__What is expected__
Copy out the line containing "Query: man wearing suspenders" and each line after it, through the last one in the material, exactly as written.

[[ Supplied data, beginning ]]

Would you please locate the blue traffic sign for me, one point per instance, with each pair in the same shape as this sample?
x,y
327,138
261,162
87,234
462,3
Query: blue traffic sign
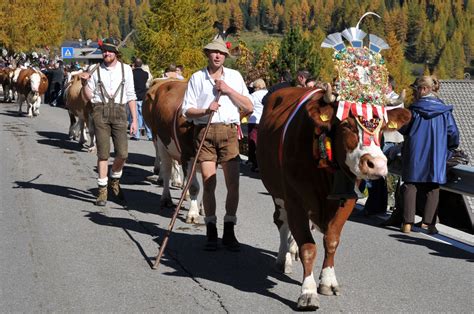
x,y
67,52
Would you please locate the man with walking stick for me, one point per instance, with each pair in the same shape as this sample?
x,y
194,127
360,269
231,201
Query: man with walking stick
x,y
109,89
218,93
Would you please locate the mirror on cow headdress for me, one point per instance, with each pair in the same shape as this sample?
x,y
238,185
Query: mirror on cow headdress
x,y
220,41
362,79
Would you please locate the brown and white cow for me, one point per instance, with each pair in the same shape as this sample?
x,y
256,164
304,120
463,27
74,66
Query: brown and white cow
x,y
288,136
31,84
79,113
6,81
172,137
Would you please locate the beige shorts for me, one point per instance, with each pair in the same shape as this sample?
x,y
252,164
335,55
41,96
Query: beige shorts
x,y
221,143
110,121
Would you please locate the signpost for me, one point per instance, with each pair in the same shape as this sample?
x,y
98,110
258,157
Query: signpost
x,y
67,52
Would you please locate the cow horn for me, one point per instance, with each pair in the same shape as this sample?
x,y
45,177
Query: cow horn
x,y
328,96
397,101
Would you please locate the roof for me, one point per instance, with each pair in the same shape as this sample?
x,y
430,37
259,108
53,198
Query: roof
x,y
460,94
82,51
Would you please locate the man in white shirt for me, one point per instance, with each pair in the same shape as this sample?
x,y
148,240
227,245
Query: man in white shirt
x,y
222,91
109,89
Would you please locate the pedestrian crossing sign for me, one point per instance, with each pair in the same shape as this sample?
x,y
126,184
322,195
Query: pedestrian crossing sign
x,y
67,52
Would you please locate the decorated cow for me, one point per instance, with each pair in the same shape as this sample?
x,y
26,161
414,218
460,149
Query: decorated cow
x,y
79,113
315,145
31,84
172,137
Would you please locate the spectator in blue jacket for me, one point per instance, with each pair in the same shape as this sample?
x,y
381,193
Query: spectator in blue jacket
x,y
429,137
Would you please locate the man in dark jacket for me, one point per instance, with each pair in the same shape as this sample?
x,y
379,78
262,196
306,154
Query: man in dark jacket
x,y
429,137
285,81
140,78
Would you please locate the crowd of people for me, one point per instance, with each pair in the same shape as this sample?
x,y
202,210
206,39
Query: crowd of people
x,y
120,88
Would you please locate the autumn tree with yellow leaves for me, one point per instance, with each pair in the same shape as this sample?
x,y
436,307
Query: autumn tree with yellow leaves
x,y
32,24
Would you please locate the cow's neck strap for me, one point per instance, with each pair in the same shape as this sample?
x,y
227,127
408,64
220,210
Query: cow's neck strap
x,y
307,96
369,119
174,135
104,95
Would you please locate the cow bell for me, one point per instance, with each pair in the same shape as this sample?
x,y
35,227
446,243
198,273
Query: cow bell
x,y
328,96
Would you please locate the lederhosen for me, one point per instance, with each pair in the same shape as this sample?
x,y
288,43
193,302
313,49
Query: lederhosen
x,y
110,120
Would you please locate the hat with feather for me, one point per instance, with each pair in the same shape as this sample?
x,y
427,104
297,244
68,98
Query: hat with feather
x,y
219,41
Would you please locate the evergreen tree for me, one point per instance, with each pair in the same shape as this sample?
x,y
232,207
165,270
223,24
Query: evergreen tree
x,y
28,25
296,53
175,32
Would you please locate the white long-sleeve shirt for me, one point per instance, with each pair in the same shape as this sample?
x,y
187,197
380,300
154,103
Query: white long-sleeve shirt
x,y
257,98
201,92
112,78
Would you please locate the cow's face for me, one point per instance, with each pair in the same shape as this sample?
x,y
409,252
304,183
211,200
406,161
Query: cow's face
x,y
360,140
356,140
35,80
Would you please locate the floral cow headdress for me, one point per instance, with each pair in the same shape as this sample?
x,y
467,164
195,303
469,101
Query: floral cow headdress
x,y
361,83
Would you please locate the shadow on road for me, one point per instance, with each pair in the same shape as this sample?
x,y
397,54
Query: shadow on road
x,y
440,249
59,140
11,113
250,271
63,191
140,159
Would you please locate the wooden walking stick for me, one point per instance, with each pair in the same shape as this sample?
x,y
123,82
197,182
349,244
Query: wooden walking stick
x,y
186,187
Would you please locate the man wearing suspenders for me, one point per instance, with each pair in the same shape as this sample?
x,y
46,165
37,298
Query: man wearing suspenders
x,y
109,89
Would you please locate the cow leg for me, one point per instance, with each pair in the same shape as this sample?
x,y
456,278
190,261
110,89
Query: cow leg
x,y
20,100
83,131
288,249
193,213
176,174
165,173
156,167
72,125
29,107
36,104
90,127
300,228
328,284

[[ Supplied data, end ]]

__Answer section__
Query: man wearing suspenders
x,y
109,89
Would you please locate the cow leg for me, one point per instance, with each pair in the same shape as this sample?
x,y
456,278
190,261
110,89
Query: cow leg
x,y
20,100
83,131
288,249
193,213
176,174
165,173
156,167
72,125
29,107
36,104
90,127
300,228
328,284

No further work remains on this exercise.